◆ Work instruction A
Answer these from the roughleaf dogwood fact sheet:
(i) In which months do the fruits ripen?
(ii) To which family does the tree belong?
(iii) What height range is given for the tree?
◆ Work instruction B
Write the next part of the roughleaf dogwood fact sheet, picking up after its last line.

═══ Text excerpt

Cornus drummondii: Roughleaf Dogwood1

Edward F. Gilman and Dennis G. Watson 2

Introduction

This small, spreading, deciduous tree has 1- to 5-inch-long, olive green leaves with paler undersides. During the summer months, roughleaf dogwood produces many off-white, four-petaled, open flowers, and these are followed by many small, round fruits which ripen from August to October. Roughleaf dogwood forms a dense thicket of intertwined branches, making it ideal for use as a hedge, border, or as a cover for wildlife. At least forty species of birds are known to feast upon the fruits.

Figure 1. Middle-aged Cornus drummondii: Roughleaf dogwood
Figure 1.  Middle-aged Cornus drummondii: Roughleaf dogwood

General Information

Scientific name: Cornus drummondii
Pronunciation: KOR-nus drum-AWN-dee-eye
Common name(s): Roughleaf dogwood
Family: Cornaceae
USDA hardiness zones: 4A through 9B (Fig. 2)
Origin: native to North America
Invasive potential: little invasive potential
Uses: deck or patio; container or planter; specimen; tree lawn 4–6 feet wide; tree lawn > 6 ft wide; highway median
Availability: somewhat available, may have to go out of the region to find the tree

Figure 2. Range
Figure 2.  Range

Description

Height: 15 to 25 feet
Spread: 10 to 15 feet
Crown uniformity: irregular
Crown shape: oval, upright/erect
Crown density: dense
Growth rate: fast
Texture: medium

Foliage

Leaf arrangement: opposite/subopposite (Fig. 3)
Leaf type: simple
Leaf margin: entire
Leaf shape: ovate, elliptic (oval)

══════
═══ Records

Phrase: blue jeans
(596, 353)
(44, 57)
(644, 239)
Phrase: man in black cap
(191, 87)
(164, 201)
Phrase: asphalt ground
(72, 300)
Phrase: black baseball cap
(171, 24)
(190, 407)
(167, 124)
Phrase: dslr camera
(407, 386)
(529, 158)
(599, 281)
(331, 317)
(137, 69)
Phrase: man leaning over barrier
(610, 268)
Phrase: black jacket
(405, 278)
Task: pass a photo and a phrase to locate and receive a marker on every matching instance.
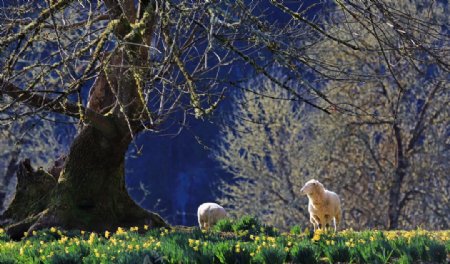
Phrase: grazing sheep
(324, 205)
(209, 214)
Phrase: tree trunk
(10, 172)
(90, 193)
(399, 175)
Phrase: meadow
(242, 241)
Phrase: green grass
(243, 241)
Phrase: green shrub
(436, 252)
(271, 255)
(303, 252)
(247, 223)
(224, 225)
(224, 252)
(404, 259)
(337, 253)
(296, 230)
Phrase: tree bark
(399, 175)
(90, 193)
(10, 172)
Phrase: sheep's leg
(314, 222)
(327, 222)
(337, 220)
(317, 221)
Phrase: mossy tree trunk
(90, 193)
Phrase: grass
(243, 241)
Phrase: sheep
(323, 206)
(209, 214)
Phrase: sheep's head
(312, 187)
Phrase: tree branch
(56, 105)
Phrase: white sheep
(209, 214)
(324, 205)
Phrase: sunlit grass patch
(243, 241)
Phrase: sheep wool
(209, 214)
(324, 206)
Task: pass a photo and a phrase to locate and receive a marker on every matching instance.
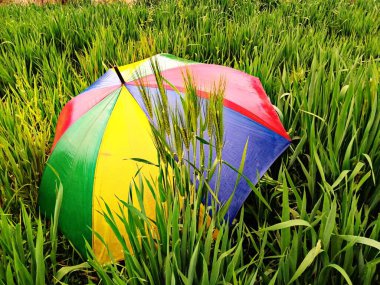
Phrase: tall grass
(318, 62)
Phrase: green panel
(74, 160)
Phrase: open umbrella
(107, 123)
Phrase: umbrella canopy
(108, 122)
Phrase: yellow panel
(127, 135)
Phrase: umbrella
(108, 122)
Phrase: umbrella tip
(119, 74)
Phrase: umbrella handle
(119, 74)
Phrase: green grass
(317, 221)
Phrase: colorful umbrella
(107, 123)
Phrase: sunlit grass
(319, 62)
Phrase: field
(314, 216)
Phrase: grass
(318, 62)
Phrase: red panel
(243, 93)
(77, 107)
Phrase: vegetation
(312, 219)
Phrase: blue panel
(264, 146)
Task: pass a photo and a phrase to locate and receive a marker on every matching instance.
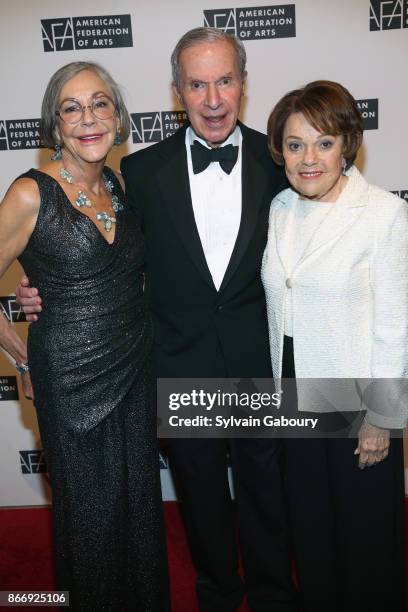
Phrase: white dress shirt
(217, 200)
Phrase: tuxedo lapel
(254, 185)
(175, 190)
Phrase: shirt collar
(233, 138)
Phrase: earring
(57, 155)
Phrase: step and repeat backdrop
(362, 44)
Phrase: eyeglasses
(71, 111)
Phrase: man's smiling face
(211, 89)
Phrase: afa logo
(11, 310)
(96, 32)
(8, 388)
(16, 134)
(254, 23)
(32, 462)
(155, 126)
(369, 112)
(388, 15)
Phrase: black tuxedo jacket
(199, 331)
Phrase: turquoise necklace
(83, 200)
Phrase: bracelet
(22, 368)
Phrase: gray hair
(50, 103)
(205, 35)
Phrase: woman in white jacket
(335, 272)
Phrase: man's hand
(373, 445)
(28, 299)
(27, 386)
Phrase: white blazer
(349, 289)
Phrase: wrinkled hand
(373, 445)
(27, 386)
(28, 298)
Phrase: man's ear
(177, 93)
(243, 86)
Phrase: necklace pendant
(66, 176)
(117, 206)
(83, 200)
(106, 220)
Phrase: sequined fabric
(89, 359)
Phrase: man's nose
(213, 98)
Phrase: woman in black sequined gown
(89, 352)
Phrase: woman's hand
(27, 386)
(373, 445)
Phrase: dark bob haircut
(50, 104)
(328, 107)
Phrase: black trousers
(347, 524)
(200, 467)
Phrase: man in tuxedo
(203, 199)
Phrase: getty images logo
(388, 15)
(155, 126)
(254, 23)
(95, 32)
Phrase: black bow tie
(202, 157)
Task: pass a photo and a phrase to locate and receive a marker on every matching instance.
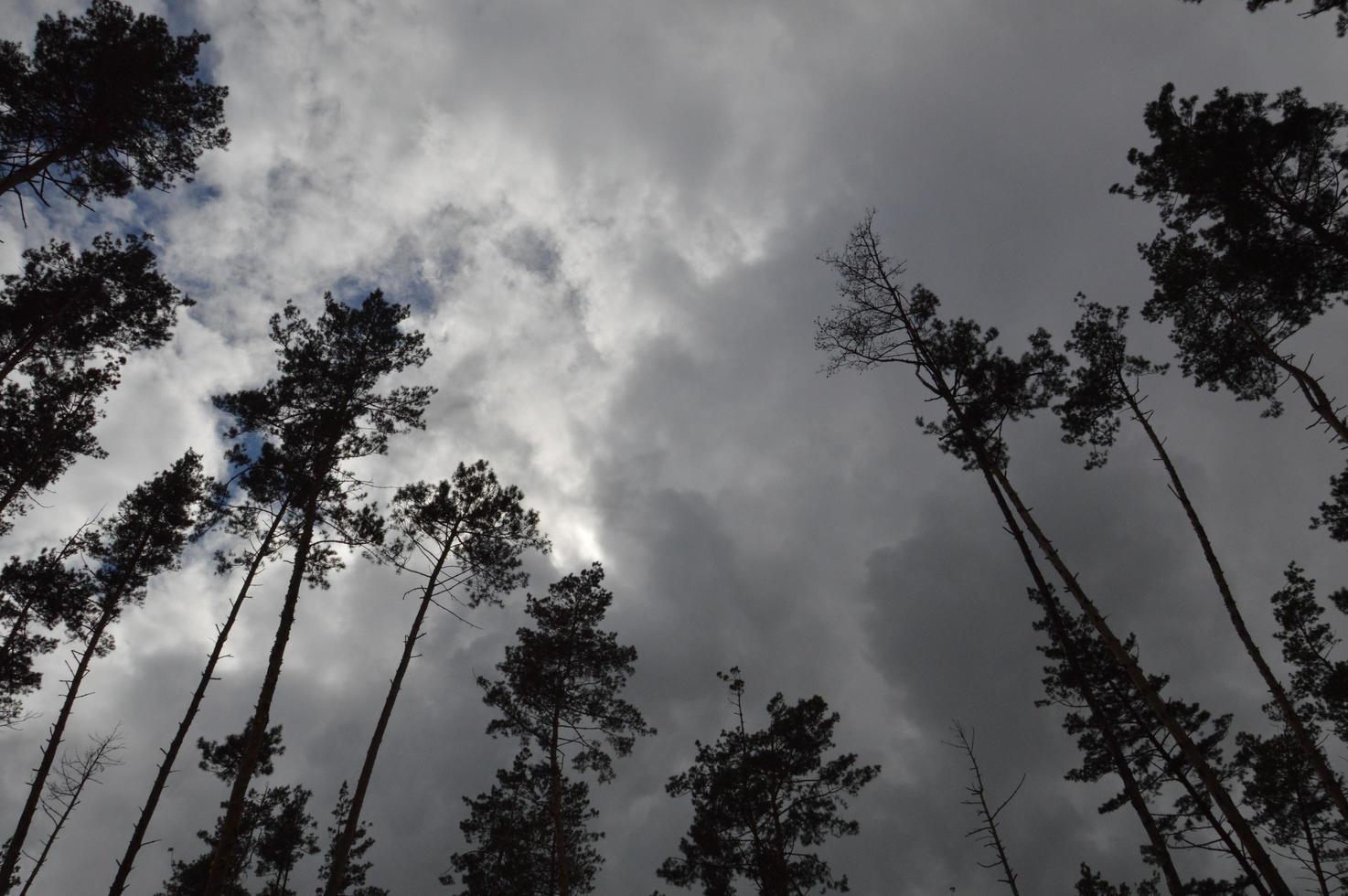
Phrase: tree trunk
(1099, 720)
(222, 859)
(556, 808)
(1285, 706)
(1257, 855)
(48, 755)
(138, 836)
(20, 176)
(341, 848)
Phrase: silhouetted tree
(1154, 763)
(987, 830)
(352, 881)
(472, 531)
(275, 834)
(762, 798)
(1101, 389)
(66, 325)
(1319, 682)
(64, 791)
(981, 389)
(1256, 241)
(321, 411)
(37, 596)
(259, 525)
(560, 693)
(1317, 7)
(143, 539)
(45, 426)
(1094, 884)
(511, 829)
(100, 304)
(108, 101)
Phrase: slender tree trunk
(1099, 720)
(20, 176)
(91, 765)
(341, 848)
(1257, 855)
(556, 807)
(48, 755)
(1200, 799)
(138, 836)
(221, 861)
(1285, 706)
(20, 625)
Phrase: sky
(607, 218)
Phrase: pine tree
(356, 867)
(66, 787)
(320, 412)
(143, 539)
(108, 101)
(258, 525)
(276, 830)
(560, 693)
(981, 389)
(1256, 240)
(37, 596)
(761, 799)
(1101, 389)
(472, 531)
(511, 829)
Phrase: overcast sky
(607, 216)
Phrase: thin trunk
(556, 807)
(20, 625)
(222, 859)
(91, 764)
(341, 848)
(1285, 706)
(48, 755)
(138, 836)
(1099, 720)
(1199, 798)
(1257, 852)
(1219, 794)
(20, 176)
(1311, 845)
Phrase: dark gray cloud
(605, 219)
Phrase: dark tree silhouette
(68, 324)
(45, 427)
(323, 410)
(259, 525)
(102, 304)
(761, 799)
(352, 881)
(108, 101)
(987, 830)
(1101, 389)
(980, 389)
(37, 596)
(560, 693)
(66, 785)
(1151, 759)
(275, 834)
(511, 829)
(1317, 7)
(141, 540)
(1254, 199)
(471, 531)
(1094, 884)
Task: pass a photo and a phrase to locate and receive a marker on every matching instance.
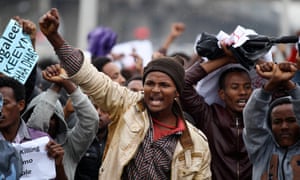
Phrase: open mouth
(156, 101)
(242, 102)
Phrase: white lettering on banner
(17, 56)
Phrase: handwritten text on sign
(36, 163)
(17, 56)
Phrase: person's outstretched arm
(71, 58)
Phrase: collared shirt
(25, 134)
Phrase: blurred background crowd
(138, 19)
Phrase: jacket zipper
(238, 147)
(282, 164)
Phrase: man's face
(159, 92)
(236, 92)
(113, 71)
(11, 109)
(284, 126)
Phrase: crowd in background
(158, 119)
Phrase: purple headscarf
(101, 40)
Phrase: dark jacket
(224, 132)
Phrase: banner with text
(36, 163)
(17, 56)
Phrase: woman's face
(159, 92)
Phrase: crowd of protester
(153, 121)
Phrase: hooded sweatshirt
(75, 141)
(270, 161)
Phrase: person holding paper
(222, 125)
(45, 113)
(13, 127)
(148, 137)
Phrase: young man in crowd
(272, 124)
(148, 137)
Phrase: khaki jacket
(191, 159)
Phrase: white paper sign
(36, 163)
(142, 47)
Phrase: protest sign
(142, 47)
(36, 163)
(17, 56)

══════

◆ Answer area A
(i) August to October
(ii) Cornaceae
(iii) 15 to 25 feet

◆ Answer area B
Leaf venation: pinnate, bowed
Leaf type and persistence: deciduous
Leaf blade length: 2 to 4 inches, 4 to 8 inches
Leaf color: green
Fall color: purple
Fall characteristic: showy

Figure 3. Foliage
Figure 3.  Foliage

Flower

Flower color: white/cream/gray
Flower characteristics: showy

Fruit

Fruit shape: round
Fruit length: less than .5 inch
Fruit covering: fleshy
Fruit color: white/gray
Fruit characteristics: attracts birds; showy; fruit/leaves not a litter problem

Trunk and Branches

Trunk/bark/branches: branches don't droop; not showy; typically multi-trunked; thorns
Pruning requirement: needed for strong structure
Breakage: resistant
Current year twig color: green, reddish
Current year twig thickness: medium
Wood specific gravity: unknown

Culture

Light requirement: full sun, partial sun, or partial shade
Soil tolerances: clay; sand; loam; alkaline; acidic; well-drained
Drought tolerance: high
Aerosol salt tolerance: low

Other

Roots: not a problem
Winter interest: no
Outstanding tree: no
Ozone sensitivity: unknown
Verticillium wilt susceptibility: resistant
Pest resistance: free of serious pests and diseases

Use and Management

Roughleaf dogwood should be grown in full sun on well-drained soils. A partially shaded spot at the edge of the woods is also a suitable location.

Footnotes

1. This document is ENH343, one of a series of the Environmental Horticulture Department, UF/IFAS Extension. Original publication date November 1993. Reviewed May 2014. Visit the EDIS website at https://edis.ifas.ufl.edu.
2. Edward F. Gilman, professor, Environmental Horticulture Department; Dennis G. Watson, former associate professor, Agricultural Engineering Department, UF/IFAS Extension, Gainesville FL 32611.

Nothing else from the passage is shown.